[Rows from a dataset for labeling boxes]
========================

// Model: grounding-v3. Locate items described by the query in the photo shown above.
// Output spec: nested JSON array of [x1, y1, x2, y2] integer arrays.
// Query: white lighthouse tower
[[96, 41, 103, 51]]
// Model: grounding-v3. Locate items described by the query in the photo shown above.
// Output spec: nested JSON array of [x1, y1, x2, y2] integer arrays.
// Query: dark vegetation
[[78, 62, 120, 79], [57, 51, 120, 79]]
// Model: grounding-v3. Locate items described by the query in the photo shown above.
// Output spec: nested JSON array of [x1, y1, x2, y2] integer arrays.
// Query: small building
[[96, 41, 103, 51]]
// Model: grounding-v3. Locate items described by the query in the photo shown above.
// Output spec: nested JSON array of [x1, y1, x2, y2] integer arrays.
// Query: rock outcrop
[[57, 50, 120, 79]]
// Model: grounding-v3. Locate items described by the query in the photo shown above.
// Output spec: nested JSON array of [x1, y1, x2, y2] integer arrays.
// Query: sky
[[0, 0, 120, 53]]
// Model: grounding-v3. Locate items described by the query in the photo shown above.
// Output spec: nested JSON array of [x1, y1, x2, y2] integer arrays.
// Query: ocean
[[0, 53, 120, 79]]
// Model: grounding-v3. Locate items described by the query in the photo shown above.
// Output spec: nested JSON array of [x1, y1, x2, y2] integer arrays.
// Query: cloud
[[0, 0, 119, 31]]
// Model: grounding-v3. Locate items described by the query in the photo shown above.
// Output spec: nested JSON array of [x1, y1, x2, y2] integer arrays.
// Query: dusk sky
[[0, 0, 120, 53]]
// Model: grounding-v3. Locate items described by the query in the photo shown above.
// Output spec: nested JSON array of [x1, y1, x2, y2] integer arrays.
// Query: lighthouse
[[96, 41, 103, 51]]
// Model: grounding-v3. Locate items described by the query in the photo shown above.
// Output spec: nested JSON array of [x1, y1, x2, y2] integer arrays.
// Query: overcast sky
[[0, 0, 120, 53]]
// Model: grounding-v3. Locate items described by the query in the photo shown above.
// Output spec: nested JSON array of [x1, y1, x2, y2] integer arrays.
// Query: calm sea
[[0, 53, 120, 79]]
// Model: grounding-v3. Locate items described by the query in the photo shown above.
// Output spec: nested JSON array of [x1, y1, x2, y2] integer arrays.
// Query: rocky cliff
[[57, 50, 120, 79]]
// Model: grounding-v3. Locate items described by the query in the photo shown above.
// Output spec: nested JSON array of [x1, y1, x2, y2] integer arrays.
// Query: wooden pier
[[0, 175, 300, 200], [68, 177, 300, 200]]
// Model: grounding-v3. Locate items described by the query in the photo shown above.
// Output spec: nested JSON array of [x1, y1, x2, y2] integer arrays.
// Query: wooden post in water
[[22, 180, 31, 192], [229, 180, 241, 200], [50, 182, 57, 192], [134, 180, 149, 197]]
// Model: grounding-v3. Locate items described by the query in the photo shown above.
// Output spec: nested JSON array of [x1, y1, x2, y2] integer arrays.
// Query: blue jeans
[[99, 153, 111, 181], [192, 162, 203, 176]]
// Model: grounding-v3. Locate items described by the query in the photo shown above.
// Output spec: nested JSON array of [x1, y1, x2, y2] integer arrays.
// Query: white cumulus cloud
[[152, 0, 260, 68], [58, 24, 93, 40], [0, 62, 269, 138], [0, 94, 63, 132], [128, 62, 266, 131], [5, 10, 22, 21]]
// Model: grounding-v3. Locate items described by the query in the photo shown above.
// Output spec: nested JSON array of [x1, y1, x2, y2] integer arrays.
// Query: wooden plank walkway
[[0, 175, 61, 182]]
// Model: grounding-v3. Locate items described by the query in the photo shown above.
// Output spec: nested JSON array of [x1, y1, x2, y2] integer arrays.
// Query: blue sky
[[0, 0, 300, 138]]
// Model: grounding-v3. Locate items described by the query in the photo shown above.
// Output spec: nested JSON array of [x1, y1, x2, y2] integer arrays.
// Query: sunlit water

========================

Directions »
Locate each line in the data that contains the string "lighthouse", treating uppercase and lowercase as distinct, and copy every such line.

Response for this exercise »
// Query: white lighthouse tower
// Query: lighthouse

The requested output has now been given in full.